[Try it]:
Would you please output the records exactly as they appear below?

[Exercise material]:

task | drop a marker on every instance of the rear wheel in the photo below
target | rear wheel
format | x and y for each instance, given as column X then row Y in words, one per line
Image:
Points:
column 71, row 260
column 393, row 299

[Task answer]:
task | drop a marker on every instance of the rear wheel in the photo below
target | rear wheel
format | x and y for each instance, given as column X then row Y in words, one per line
Image:
Points:
column 71, row 260
column 393, row 299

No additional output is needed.